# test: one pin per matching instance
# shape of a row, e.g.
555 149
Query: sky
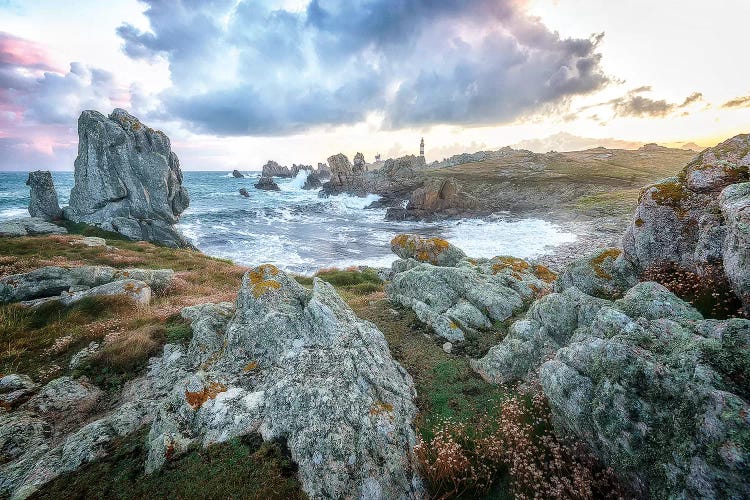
235 83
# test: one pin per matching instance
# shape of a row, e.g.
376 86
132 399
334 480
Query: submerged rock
273 169
43 202
697 219
267 184
127 179
29 226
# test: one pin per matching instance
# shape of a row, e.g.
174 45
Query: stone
29 226
734 202
462 300
64 402
686 220
90 241
15 389
273 169
297 365
43 202
83 355
437 197
52 280
312 181
127 179
604 273
267 184
436 251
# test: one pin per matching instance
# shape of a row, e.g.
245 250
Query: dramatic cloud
738 102
40 103
243 68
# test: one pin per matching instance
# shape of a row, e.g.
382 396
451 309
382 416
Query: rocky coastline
635 338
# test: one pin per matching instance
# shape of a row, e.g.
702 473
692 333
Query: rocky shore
638 350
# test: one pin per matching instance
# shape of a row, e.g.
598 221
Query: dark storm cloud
245 68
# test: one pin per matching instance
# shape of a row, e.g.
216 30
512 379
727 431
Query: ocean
300 232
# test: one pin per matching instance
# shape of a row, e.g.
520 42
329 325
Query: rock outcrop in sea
267 184
289 363
700 219
43 202
127 179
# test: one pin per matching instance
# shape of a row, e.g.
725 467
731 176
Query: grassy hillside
593 182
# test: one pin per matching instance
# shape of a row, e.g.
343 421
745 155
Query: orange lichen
380 407
544 273
197 399
598 261
261 285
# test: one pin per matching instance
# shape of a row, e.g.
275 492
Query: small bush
513 441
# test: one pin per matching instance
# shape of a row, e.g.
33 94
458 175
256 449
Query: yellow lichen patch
197 399
380 407
260 285
544 273
513 263
598 261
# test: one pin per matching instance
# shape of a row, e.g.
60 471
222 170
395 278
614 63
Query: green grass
240 468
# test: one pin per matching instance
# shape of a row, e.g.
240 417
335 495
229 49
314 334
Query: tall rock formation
127 179
699 219
43 200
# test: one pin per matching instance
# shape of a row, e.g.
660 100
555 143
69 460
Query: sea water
300 232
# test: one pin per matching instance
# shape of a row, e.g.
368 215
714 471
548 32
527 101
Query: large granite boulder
127 179
52 281
655 390
43 202
604 273
273 169
297 365
687 220
29 226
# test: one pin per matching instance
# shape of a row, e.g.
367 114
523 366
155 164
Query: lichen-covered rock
735 208
127 179
604 274
441 197
273 169
267 183
455 301
52 281
436 251
43 197
298 365
14 389
549 324
652 399
680 220
64 402
29 226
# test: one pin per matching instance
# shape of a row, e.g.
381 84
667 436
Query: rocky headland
622 375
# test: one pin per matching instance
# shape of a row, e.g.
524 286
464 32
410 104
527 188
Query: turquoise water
300 232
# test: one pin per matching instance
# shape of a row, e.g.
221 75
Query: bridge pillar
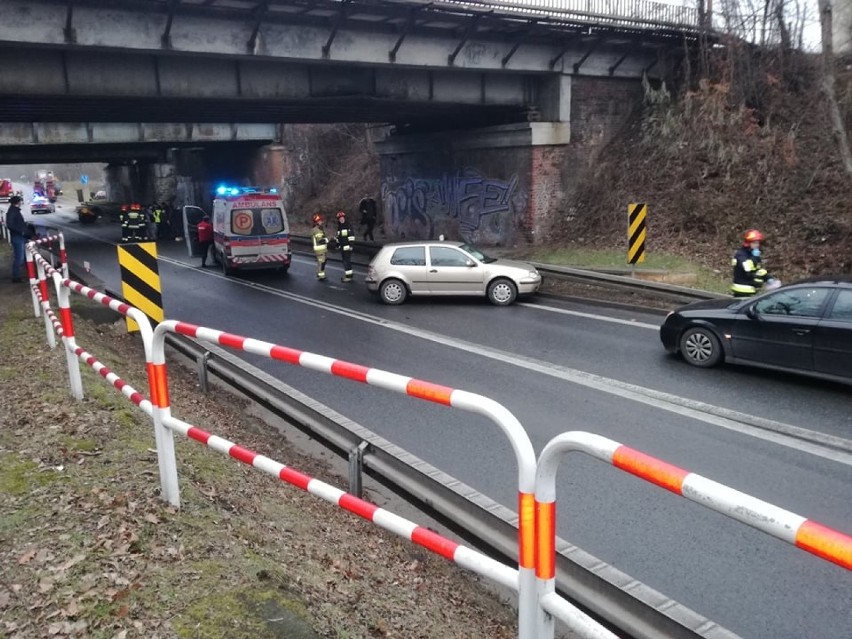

■ Set task
Find every line in the listing above that contains the string "lichen", and copy each of those lines.

■ Worked solution
Query: orange lichen
Query: yellow lichen patch
Query: lichen-covered rock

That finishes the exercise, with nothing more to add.